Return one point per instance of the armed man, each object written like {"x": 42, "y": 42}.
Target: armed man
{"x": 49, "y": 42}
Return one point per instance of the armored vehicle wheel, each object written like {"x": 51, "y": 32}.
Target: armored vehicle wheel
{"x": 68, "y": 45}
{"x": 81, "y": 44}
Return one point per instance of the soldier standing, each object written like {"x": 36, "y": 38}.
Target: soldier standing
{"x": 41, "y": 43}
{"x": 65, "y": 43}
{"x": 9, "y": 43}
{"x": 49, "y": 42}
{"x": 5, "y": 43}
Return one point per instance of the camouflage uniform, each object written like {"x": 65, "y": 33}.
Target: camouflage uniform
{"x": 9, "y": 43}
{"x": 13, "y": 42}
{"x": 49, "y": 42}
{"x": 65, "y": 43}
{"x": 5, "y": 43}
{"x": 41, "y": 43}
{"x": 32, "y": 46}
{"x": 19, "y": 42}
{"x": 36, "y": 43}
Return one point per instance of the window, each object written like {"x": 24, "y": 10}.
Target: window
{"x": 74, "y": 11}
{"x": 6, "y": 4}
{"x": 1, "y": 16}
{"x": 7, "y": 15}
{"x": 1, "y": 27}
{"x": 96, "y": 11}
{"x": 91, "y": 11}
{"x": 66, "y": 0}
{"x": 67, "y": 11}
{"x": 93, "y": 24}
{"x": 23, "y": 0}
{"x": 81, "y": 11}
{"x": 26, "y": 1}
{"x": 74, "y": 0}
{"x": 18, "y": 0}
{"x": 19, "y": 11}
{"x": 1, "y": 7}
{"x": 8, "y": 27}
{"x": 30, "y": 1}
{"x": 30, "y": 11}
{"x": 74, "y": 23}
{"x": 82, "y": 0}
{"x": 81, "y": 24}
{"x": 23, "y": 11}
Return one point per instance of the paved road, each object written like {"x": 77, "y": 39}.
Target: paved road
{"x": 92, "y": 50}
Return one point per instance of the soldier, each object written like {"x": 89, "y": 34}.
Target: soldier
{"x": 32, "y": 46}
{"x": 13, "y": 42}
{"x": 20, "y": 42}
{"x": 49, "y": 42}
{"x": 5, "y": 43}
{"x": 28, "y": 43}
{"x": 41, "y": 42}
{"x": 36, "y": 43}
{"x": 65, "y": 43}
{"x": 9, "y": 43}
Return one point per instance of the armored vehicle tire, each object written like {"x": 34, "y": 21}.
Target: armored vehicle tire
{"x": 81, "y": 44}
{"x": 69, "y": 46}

ASSIGNED TASK
Copy each line in the listing where "object" appears.

SOLUTION FOR THIS PROBLEM
Return one point per instance of the armed man, each object written like {"x": 42, "y": 42}.
Return one point per instance of the armored vehicle wheel, each object written like {"x": 51, "y": 32}.
Return one point per instance of the soldier standing, each object written like {"x": 36, "y": 38}.
Return one point per instance of the camouflage uniform, each object written like {"x": 65, "y": 33}.
Return one point per instance of the window, each object written like {"x": 24, "y": 10}.
Return one point per instance of the paved road, each object written like {"x": 77, "y": 39}.
Return one point per instance of the soldier, each object written like {"x": 89, "y": 34}.
Return one point per instance of the armored vehicle tire, each object written like {"x": 34, "y": 21}.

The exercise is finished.